Duplicate the data from the line with "# draw the outline of every instance of the plumed" to the line with "128 49 L 128", inclusive.
* start PROVIDED MATERIAL *
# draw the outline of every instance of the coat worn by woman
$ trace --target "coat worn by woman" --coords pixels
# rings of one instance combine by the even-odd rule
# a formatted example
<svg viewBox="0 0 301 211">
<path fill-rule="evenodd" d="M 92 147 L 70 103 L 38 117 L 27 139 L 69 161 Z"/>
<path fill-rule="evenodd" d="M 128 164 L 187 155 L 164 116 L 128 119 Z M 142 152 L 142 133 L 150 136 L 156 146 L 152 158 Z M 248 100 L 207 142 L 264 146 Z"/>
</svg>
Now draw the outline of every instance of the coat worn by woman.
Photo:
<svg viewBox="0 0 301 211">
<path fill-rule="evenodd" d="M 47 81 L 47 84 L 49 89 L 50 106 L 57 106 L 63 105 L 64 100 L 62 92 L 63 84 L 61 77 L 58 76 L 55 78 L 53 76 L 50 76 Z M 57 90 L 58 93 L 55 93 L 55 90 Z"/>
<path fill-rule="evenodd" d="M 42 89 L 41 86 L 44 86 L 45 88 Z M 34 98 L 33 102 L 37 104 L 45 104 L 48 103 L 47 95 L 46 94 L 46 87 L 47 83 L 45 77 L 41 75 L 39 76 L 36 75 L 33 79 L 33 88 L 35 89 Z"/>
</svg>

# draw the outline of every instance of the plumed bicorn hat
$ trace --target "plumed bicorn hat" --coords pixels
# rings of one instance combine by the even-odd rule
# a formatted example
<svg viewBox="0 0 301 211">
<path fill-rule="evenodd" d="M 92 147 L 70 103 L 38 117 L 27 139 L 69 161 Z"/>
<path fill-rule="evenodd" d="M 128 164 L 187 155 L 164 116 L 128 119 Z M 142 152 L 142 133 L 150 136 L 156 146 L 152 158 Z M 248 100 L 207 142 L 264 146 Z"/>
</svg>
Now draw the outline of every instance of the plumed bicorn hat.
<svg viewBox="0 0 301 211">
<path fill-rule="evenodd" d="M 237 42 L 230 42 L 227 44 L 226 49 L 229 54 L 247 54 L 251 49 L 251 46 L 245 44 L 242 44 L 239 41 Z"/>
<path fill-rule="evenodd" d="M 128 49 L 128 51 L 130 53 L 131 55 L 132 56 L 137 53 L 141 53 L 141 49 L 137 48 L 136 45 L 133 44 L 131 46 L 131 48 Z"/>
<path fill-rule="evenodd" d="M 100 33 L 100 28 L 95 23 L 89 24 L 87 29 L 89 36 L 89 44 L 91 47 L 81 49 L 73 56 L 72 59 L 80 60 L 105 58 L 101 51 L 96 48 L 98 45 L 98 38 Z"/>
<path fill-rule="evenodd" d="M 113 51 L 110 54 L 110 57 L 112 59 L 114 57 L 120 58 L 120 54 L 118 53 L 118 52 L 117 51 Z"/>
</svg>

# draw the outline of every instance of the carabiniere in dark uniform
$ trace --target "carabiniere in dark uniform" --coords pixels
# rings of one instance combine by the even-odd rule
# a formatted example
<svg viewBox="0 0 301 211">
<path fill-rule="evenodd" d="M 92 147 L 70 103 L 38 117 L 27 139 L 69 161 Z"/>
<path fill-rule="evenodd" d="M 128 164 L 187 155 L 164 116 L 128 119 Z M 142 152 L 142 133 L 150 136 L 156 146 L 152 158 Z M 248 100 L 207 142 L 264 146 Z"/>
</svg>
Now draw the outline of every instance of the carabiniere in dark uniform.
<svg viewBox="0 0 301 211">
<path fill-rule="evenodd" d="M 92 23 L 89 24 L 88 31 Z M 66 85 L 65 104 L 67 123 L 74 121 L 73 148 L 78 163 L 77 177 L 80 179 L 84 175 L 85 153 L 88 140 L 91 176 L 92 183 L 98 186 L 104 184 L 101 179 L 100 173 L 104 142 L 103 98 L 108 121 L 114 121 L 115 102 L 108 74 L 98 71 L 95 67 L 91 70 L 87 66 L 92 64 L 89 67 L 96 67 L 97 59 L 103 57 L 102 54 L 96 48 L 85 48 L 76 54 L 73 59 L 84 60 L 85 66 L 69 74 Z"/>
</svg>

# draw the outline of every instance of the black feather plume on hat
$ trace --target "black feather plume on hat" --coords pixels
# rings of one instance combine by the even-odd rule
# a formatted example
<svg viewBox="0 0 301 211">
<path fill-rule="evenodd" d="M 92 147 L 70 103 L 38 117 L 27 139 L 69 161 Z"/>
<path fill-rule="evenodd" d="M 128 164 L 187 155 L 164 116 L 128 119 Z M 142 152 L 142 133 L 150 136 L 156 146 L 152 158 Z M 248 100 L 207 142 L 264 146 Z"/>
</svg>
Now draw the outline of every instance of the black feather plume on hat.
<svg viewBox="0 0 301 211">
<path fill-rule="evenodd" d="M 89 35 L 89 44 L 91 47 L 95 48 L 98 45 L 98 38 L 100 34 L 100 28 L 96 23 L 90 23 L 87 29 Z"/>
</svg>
* end PROVIDED MATERIAL *
TASK RESULT>
# draw the outline of every instance of the plumed bicorn hat
$ trace --target "plumed bicorn hat" --coords pixels
# rings of one instance combine by the even-odd rule
# a formatted example
<svg viewBox="0 0 301 211">
<path fill-rule="evenodd" d="M 92 147 L 70 103 L 38 117 L 27 139 L 69 161 Z"/>
<path fill-rule="evenodd" d="M 128 164 L 187 155 L 164 116 L 128 119 Z M 142 152 L 142 133 L 150 136 L 156 146 L 152 158 Z M 248 100 L 207 142 L 264 146 Z"/>
</svg>
Now draw the outline of every instance of the plumed bicorn hat.
<svg viewBox="0 0 301 211">
<path fill-rule="evenodd" d="M 237 42 L 230 42 L 227 44 L 226 49 L 229 54 L 247 54 L 251 49 L 251 46 L 245 44 L 242 44 L 239 41 Z"/>
<path fill-rule="evenodd" d="M 128 49 L 128 51 L 130 53 L 131 55 L 132 56 L 137 53 L 141 53 L 141 49 L 137 48 L 136 45 L 133 44 L 131 46 L 131 48 Z"/>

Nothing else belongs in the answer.